INSTRUCTION A »
In the court opinion, when did the sinkhole near Bayou Corne appear?

PAGE »

■ ■ ■ ■ ■

Court of Appeals of Louisiana, First Circuit

December 21, 2017

CROSSTEX ENERGY SERVICES, LP, CROSSTEX LIG, LLC, AND CROSS TEX PROCESSING SERVICES, LLC
v.
TEXAS BRINE COMPANY, LLC, ET AL.

         APPEALED FROM THE 23rd JUDICIAL DISTRICT COURT ASSUMPTION PARISH, LOUISIANA DOCKET NUMBER 34, 202 HONORABLE JASON VERDIGETS, JUDGE

          Leopold Z. Sher James M. Garner Peter L. Hilbert, Jr. Neal J. Kling Jeffrey D. Kessler New Orleans, Louisiana and Robert Ryland Percy, III Gonzales, Louisiana and Travis J. Turner Gonzales, Louisiana and Eric J. Mayer Houston, Texas Attorneys for Defendant/ Third Party-Plaintiff/ Appellant Texas Brine Company, LLC

          Glen E. Mercer Kourtney T. French New Orleans, Louisiana and Philip Robert King Chicago, Illinois Attorneys for Third-Party Defendant/ Appellee Zurich American Insurance Company Pro Hae Vice

          BEFORE WHIPPLE, C.J., MCDONALD, AND CHUTZ, JJ .

          MCDONALD, JUDGE.

         In this appeal, an insured appeals a summary judgment in favor of its insurer concluding the insurer did not owe the insured a duty to defend against the plaintiffs' claims in the underlying litigation and dismissing the insured's third party demand against the insurer, with prejudice. We affirm.

         FACTS AND PROCEDURAL HISTORY

         This suit is one of several arising from the August 2012 appearance of a sinkhole near Bayou Corne in Assumption Parish, Louisiana. EnLink f/k/a Crosstex[1], the plaintiffs in the underlying litigation, own and operate a natural gas pipeline that traverses the edge of a salt dome. Texas Brine[2] operates brine production wells, including the Oxy Geismar #3 well, on property above the salt dome. EnLink filed suit against Texas Brine and one of its insurers, Zurich American Insurance Company (Zurich), among others, alleging the sinkhole was caused, in whole or part, by the failure of the Oxy Geismar #3 salt cavern and that the sinkhole engulfed a section of EnLink's pipeline, rendering the pipeline displaced, damaged, and unusable.

■ ■ ■ ■ ■

INSTRUCTION B »
Please render the entries from the line with "Point out black bow tie in this frame." up to and including the line with "[0,0,1200,675]" as a Markdown table with the columns Row and Line, leaving out blank lines.

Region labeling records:
■ ■ ■ ■ ■

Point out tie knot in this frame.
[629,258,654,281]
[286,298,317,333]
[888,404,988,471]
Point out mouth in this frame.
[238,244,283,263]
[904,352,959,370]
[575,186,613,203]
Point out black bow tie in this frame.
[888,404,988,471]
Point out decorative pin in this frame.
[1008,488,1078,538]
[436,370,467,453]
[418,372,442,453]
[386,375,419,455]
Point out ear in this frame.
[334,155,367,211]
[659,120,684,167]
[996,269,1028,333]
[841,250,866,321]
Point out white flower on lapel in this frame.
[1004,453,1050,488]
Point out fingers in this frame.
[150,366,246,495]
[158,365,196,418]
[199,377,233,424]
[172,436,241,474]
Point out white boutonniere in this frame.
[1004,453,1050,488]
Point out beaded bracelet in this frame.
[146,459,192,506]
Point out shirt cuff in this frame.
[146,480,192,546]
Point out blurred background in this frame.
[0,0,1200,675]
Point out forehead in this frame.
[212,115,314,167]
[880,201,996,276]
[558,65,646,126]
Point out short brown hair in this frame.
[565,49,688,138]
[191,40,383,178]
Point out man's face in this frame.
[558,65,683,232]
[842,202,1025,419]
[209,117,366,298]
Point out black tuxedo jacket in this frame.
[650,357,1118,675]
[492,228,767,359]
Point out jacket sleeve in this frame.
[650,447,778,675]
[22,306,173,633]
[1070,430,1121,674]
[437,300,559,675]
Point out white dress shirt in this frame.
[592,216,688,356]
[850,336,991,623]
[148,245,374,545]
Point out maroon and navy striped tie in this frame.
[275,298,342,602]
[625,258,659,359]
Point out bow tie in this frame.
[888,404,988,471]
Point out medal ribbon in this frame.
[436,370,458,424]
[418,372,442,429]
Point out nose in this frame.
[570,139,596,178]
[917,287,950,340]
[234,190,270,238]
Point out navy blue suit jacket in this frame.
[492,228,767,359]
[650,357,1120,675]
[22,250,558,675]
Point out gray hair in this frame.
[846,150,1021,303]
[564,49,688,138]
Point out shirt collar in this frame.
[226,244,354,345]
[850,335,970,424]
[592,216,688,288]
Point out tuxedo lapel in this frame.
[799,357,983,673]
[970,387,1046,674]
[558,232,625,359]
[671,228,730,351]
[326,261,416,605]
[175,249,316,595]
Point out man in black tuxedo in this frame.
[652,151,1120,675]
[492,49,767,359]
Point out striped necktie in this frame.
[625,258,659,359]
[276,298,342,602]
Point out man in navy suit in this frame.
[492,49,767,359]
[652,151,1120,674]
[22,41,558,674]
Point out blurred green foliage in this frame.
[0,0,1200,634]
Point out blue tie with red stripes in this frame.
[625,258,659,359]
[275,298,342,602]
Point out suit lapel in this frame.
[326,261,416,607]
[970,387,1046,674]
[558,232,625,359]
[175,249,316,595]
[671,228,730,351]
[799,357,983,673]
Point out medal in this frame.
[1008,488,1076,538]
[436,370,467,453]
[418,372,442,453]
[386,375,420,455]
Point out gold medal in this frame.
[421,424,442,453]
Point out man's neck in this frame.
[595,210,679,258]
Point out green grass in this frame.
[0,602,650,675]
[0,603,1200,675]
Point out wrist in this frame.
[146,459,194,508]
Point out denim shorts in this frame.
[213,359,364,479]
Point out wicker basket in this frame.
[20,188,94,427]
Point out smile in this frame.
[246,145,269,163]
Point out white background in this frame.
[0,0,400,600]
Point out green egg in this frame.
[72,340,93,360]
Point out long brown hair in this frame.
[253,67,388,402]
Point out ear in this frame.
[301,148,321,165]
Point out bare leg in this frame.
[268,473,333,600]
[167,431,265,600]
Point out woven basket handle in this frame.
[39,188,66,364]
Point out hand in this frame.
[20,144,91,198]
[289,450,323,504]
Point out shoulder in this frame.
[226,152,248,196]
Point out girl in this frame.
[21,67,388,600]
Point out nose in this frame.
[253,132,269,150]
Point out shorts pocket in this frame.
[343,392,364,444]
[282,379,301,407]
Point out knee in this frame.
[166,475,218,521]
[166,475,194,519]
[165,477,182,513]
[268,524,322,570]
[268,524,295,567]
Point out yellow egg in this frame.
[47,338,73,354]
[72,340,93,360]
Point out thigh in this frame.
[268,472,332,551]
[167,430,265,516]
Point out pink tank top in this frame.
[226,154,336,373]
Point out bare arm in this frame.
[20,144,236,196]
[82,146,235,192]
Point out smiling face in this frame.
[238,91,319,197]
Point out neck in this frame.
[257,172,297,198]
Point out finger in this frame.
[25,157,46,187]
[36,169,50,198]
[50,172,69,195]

■ ■ ■ ■ ■

FINAL RESULT A »
August 2012.

FINAL RESULT B »
| Row | Line |
|---|---|
| 1 | Point out black bow tie in this frame. |
| 2 | [888,404,988,471] |
| 3 | Point out decorative pin in this frame. |
| 4 | [1008,488,1078,538] |
| 5 | [436,370,467,453] |
| 6 | [418,372,442,453] |
| 7 | [386,375,419,455] |
| 8 | Point out ear in this frame. |
| 9 | [334,155,367,211] |
| 10 | [659,120,684,167] |
| 11 | [996,269,1028,333] |
| 12 | [841,250,866,321] |
| 13 | Point out white flower on lapel in this frame. |
| 14 | [1004,453,1050,488] |
| 15 | Point out fingers in this frame. |
| 16 | [150,366,246,495] |
| 17 | [158,365,196,418] |
| 18 | [199,377,233,424] |
| 19 | [172,436,241,474] |
| 20 | Point out white boutonniere in this frame. |
| 21 | [1004,453,1050,488] |
| 22 | Point out beaded bracelet in this frame. |
| 23 | [146,459,192,506] |
| 24 | Point out shirt cuff in this frame. |
| 25 | [146,480,192,546] |
| 26 | Point out blurred background in this frame. |
| 27 | [0,0,1200,675] |